GOAL 1:
Answer these questions from the passage about Vann, one answer per line, marked like the questions:
(a) From what period does the oldest part of the house date?
(b) How large is the garden?
(c) Whose great-grandchildren are Oliver and Emily Caroe?

SUPPLIED PASSAGE:
A quintessential English garden in the Surrey Hills run by the fourth generation of the same family
The quiet beauty of Vann, a country house and garden in the Surrey Hills, is never more evident than in the spring, when a delicate tapestry of naturalised bulbs, hellebores and woodland wildflowers carpets the ground, accompanied by the abundant blossom and the flowering shrubs that frame the views across the lawns, over the water garden and into the woods of the five-acre garden. With a history of habitation stretching back to the 12th century and with the oldest part of the house dating from the early 16th century, this is a place of beautiful tranquillity, harmoniously settled in its landscape. It is no wonder visitors often comment that it is a quintessential English garden.
Since the early 20th century, Vann has been in the care of the Caroe family, with the fourth generation now taking on the task of looking after the house and its Grade II*-listed garden. Brother and sister Oliver and Emily Caroe are the great-grandchildren of Arts and Crafts architect William Douglas Caroe and his wife Grace, who leased and then bought Vann as a place in the country where they could hold parties. WD, as he was known, doubled the size of the property in the ‘new old house’ style, where something treasured and precious is turned into something modern, while still retaining its historic spirit.

GOAL 2: From the rows below, select every line that contains the string "target", matching case exactly.

STORED ROWS:
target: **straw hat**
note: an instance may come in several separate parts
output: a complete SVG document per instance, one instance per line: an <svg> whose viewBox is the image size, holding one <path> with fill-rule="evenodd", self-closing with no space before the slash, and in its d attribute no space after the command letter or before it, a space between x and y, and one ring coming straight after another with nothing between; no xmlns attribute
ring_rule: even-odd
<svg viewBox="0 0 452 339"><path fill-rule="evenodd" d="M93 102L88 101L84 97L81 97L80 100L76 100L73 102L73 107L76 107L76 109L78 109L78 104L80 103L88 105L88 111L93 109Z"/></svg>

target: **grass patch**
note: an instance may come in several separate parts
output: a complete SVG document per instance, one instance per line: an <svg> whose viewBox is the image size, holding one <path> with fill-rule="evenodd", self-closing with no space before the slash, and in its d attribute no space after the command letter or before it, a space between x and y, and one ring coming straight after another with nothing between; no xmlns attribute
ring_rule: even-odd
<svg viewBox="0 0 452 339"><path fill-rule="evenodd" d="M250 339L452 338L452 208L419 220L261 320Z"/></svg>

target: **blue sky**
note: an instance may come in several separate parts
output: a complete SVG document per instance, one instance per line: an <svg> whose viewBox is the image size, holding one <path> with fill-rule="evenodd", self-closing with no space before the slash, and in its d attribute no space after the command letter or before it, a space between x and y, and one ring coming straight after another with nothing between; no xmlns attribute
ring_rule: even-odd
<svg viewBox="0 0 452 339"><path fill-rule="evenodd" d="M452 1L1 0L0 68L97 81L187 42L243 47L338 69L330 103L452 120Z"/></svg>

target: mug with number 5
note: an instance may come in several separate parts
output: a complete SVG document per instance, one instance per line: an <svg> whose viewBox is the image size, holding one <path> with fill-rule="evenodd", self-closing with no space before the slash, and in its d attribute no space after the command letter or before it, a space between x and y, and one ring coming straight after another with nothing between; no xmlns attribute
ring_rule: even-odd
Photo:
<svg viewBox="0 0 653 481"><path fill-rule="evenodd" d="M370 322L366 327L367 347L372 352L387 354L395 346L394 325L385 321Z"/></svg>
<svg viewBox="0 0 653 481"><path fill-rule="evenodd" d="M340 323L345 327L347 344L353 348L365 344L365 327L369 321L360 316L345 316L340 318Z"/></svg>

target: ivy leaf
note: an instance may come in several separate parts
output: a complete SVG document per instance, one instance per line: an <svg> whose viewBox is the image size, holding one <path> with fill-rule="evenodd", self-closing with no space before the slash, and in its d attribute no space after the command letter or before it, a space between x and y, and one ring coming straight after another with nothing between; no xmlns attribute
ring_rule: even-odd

SOLUTION 1:
(a) The early 16th century.
(b) Five acres.
(c) Arts and Crafts architect William Douglas Caroe and his wife Grace.

SOLUTION 2:
target: **straw hat**
target: **grass patch**
target: **blue sky**
target: mug with number 5
target: ivy leaf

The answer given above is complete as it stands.